> [Description of the task] Carry on the passage below about Wil's tree-climbing attempt and his hunt for fallen branches, starting right after its final sentence.

> [Excerpt to read]
· · · · ·

So off we went until we came to some of the trees his sisters like to climb. He made the same attempt there with the same results. I tried again to help him by pushing up on his leg, but as soon as he reached the bottom branch of the tree he became scared of the height and asked me to stop and let him down. He sees the things his sisters do and wants to do them so badly. He watches his sisters climb trees and jump off the dock to swim at my parent’s lake. One time at the lake he did not have his swim suit, and my mom gave him one of sister’s just so he would have something on. He was so excited as he thought it would magically make him swim like his sister, Katherine. Wil ran out to the dock full of energy and hope. As soon as he reached the dock, he realized that the powers he had imagined had vanished.
These experiences give me a twinge of sadness for him. But that doesn’t last long because Wil doesn’t stay in that place like I do. Wil has already moved on. When he realized Katherine’s suit lost its powers, he went down the steps of the dock into the shallow part of the lake, right next to the seawall that he can grab hold of when the waves come in from a boat. He splashes, laughs, stands on one leg and says, “Look at me Mom!” I wave back and smile, and say, “Wow! Great balancing, buddy!”
So today after his tree climbing attempt, though I’m sure he felt disappointment, he didn’t linger in those emotions. He was already off in search of the biggest branches that had fallen to the ground. He struck gold. He lifted it up, grunting to exaggerate it’s weight. He held it up proudly and said, “Mom, look!”
“Wow, that is huge! Look how strong you are!” And soon he dropped that one and went in search of another. This fun adventure went on for the next half hour.
I watched as he crouched down, lifted up yet another branch to show me, then he dropped it and quickly searched for another. I thought of his low muscle tone and how beneficial this was to him. Not to mention all the sensory input. Oh, that special needs mom brain is always kicking in!

· · · · ·

> [Source information]

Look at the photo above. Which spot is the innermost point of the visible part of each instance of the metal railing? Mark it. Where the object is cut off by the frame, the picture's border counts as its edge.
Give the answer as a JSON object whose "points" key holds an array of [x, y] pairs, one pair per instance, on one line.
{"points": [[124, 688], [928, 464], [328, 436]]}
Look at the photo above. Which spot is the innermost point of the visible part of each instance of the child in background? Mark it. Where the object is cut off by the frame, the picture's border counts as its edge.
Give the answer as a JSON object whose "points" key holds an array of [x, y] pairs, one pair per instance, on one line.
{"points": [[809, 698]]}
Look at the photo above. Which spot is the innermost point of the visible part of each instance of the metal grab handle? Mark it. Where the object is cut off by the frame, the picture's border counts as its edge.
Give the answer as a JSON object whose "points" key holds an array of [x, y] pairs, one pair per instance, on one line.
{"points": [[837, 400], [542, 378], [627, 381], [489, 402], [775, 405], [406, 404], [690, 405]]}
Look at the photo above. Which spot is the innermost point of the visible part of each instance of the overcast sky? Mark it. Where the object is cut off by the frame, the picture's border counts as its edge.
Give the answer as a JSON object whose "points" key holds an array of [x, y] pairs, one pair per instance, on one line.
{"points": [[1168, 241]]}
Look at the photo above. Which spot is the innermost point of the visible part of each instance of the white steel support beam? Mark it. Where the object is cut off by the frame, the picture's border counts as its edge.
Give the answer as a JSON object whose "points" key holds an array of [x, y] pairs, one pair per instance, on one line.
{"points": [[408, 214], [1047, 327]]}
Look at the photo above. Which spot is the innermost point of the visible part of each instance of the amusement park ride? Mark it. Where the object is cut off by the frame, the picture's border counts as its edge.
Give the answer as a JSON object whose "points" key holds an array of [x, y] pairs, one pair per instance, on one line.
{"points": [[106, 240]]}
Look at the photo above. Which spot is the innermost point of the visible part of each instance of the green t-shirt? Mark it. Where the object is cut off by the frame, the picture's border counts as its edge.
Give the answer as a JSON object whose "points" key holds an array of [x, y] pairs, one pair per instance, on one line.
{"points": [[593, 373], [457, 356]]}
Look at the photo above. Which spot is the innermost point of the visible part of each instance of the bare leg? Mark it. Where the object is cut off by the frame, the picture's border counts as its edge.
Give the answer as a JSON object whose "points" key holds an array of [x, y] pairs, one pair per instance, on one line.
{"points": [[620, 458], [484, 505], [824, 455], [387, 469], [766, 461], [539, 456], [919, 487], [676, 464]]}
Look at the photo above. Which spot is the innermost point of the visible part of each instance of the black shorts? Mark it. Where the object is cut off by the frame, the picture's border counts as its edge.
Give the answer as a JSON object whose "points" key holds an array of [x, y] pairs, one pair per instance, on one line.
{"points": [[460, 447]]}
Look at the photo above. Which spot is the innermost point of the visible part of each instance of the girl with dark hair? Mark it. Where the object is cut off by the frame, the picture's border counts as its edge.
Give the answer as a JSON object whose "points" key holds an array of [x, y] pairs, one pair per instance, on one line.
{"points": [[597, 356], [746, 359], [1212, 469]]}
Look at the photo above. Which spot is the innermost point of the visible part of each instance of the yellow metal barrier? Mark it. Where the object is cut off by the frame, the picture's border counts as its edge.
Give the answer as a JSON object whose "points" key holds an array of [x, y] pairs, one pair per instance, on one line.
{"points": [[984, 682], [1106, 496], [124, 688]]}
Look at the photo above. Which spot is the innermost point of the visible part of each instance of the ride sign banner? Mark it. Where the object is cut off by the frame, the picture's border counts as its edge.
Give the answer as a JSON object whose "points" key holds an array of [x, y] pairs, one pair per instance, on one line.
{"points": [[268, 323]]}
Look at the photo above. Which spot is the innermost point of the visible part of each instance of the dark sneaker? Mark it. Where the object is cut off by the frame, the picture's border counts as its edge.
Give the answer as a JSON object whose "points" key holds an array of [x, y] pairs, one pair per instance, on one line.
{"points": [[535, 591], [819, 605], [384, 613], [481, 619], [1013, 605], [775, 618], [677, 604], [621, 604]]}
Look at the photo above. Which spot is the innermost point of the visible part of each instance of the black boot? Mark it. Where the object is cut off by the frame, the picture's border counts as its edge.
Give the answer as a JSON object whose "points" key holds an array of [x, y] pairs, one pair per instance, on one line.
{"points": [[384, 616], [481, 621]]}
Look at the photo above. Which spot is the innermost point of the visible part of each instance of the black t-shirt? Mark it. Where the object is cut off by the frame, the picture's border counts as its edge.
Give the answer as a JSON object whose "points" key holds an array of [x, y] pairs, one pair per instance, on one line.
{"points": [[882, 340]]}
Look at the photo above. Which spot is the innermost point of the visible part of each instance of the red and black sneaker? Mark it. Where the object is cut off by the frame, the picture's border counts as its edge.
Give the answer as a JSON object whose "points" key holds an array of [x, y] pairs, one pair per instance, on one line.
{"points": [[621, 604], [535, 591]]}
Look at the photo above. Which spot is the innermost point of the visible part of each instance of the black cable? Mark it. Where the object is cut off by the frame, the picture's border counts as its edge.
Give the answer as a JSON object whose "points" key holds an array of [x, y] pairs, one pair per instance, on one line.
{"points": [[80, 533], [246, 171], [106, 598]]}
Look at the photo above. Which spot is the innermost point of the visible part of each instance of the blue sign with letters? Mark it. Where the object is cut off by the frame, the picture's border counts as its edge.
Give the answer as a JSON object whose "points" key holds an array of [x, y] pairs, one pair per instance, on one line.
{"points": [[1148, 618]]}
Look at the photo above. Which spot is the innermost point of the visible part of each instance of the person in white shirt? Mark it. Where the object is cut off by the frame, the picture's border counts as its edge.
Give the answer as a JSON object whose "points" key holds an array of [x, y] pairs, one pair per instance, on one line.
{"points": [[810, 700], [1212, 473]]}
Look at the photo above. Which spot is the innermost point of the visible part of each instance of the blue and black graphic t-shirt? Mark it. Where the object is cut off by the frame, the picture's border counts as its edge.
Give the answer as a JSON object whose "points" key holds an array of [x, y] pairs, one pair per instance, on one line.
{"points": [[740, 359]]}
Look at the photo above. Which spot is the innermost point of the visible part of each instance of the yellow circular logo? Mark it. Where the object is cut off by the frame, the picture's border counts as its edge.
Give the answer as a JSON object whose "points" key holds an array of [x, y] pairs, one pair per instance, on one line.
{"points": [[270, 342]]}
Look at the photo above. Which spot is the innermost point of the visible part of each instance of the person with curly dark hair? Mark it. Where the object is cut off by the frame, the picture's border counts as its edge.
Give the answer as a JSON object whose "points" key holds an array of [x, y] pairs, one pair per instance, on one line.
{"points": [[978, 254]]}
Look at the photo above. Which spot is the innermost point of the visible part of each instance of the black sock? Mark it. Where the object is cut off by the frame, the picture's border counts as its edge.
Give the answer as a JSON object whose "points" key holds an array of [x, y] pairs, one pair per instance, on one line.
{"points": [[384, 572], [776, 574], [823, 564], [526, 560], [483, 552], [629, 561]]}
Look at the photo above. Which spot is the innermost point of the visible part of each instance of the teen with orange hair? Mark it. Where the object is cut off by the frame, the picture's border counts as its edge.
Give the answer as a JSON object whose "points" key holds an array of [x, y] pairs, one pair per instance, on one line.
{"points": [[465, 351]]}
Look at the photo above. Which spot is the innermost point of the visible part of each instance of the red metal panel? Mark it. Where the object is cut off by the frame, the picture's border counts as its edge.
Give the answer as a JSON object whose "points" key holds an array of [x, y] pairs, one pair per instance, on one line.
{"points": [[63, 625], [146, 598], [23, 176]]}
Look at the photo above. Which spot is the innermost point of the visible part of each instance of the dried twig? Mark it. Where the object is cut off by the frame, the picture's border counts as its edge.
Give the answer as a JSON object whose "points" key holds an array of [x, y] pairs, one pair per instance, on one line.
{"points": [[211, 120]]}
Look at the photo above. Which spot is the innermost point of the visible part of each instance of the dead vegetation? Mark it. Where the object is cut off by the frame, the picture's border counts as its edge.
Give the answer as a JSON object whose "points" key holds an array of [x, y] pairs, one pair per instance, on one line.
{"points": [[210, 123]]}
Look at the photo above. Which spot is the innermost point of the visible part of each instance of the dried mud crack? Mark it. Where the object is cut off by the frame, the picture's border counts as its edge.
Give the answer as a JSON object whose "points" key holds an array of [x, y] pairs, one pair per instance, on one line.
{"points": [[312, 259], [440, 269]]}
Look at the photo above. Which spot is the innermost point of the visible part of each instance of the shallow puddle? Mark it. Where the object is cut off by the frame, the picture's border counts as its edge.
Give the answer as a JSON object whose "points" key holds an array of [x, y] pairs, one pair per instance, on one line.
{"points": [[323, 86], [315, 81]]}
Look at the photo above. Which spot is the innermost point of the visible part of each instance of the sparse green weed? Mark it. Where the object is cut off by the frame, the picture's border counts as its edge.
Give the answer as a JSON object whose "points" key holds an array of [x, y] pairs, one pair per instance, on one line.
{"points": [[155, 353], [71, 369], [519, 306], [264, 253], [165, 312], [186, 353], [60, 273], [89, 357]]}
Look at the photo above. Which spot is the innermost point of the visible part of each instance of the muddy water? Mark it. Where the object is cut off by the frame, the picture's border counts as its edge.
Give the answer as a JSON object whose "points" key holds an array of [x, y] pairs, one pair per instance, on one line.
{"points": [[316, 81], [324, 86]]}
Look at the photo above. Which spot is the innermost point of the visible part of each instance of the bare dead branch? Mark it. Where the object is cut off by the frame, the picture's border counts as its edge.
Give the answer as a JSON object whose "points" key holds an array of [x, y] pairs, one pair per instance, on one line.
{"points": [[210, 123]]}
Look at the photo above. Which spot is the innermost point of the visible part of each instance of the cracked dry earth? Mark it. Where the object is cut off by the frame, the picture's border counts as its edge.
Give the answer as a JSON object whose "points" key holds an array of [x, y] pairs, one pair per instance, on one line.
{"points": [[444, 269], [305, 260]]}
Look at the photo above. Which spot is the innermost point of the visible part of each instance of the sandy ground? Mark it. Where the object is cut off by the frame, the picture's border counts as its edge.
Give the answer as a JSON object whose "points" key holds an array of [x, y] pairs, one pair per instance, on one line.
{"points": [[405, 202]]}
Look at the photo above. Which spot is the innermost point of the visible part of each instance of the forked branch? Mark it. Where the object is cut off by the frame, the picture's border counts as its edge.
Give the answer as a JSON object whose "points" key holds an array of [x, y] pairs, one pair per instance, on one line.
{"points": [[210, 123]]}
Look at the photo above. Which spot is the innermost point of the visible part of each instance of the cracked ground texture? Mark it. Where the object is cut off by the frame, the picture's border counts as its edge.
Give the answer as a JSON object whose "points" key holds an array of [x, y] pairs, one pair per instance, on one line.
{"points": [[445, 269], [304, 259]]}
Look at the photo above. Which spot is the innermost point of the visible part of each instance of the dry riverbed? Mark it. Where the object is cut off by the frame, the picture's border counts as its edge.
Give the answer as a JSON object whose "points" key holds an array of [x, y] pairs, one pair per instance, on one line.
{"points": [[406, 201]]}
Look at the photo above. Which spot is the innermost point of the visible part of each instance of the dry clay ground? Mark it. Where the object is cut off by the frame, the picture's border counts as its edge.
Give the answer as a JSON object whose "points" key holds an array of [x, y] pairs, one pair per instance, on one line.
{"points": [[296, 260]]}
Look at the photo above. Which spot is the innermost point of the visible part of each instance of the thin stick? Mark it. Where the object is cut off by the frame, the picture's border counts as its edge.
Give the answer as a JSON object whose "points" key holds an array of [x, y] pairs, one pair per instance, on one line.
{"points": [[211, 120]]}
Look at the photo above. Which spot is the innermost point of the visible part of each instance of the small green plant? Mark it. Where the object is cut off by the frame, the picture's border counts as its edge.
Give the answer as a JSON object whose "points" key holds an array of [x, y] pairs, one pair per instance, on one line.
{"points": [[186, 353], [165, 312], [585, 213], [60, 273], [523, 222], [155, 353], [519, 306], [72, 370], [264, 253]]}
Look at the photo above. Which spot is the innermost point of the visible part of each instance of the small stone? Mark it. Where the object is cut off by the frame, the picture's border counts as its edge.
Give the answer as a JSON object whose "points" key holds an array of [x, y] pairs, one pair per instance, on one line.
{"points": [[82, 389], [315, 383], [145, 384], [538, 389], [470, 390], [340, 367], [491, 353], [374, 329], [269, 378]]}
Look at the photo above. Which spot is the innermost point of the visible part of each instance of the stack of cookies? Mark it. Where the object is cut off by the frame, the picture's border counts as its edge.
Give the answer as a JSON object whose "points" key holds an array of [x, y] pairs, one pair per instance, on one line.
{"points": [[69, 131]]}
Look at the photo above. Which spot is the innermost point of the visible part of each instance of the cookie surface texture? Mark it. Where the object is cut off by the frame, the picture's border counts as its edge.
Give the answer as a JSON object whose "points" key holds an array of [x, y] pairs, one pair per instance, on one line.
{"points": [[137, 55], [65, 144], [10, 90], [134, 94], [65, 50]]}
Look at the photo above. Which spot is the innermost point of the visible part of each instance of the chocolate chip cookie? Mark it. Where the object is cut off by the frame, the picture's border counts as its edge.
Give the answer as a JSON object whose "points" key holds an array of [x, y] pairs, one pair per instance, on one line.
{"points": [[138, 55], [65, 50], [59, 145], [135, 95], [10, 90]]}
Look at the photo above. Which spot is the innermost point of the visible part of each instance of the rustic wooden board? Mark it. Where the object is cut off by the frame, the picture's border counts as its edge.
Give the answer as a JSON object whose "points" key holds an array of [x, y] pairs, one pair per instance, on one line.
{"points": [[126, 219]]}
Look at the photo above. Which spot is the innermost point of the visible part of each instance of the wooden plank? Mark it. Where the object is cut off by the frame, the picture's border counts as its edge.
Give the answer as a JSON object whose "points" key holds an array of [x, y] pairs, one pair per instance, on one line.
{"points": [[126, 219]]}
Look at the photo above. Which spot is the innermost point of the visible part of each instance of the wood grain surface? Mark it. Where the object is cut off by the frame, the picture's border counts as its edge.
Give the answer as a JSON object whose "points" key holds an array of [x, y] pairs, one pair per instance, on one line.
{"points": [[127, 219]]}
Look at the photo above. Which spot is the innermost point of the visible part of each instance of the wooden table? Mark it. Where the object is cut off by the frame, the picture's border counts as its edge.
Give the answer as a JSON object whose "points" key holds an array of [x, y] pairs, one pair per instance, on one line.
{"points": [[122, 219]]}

· · · · ·

> [Reply]
But it wasn’t just Wil benefitting, I was too. I breathed in the fresh, crisp air and enjoyed this moment for what it was; simple, beautiful, perfect. There is little that compares to the gifts nature gives by purely being what it is.
As far as Wil has come, I realized how far I have come right along with him. This road to acceptance is not a point to point destination. It’s a continuous road. Sure I can say I accept Down syndrome fully, but it’s not that simple. If acceptance is accepting a person completely as they are, then it can not be a static thing. We are always evolving, so our level of acceptance must be too.
Today when I felt a pang of sadness for Wil when he could not climb the tree like his sisters, I won’t see it the same way next tomorrow. We will both have moved on to a new adventure and we will again circle back to that tree for another attempt but at a different level. Each time he will be a step closer. One of these days he will climb that tree, and we will celebrate it all the more for the adventure it took to get there. And with each attempt I will have learned something new right along with him.
As Wil hoisted up the biggest branch yet, he exaggeratedly grunted and then giggled as he wobbled from foot to foot showing off his latest find.
“Take a picture of this one, Mom!” It was barely 9AM and we already were experiencing the greatest of adventures right in our very own back yard.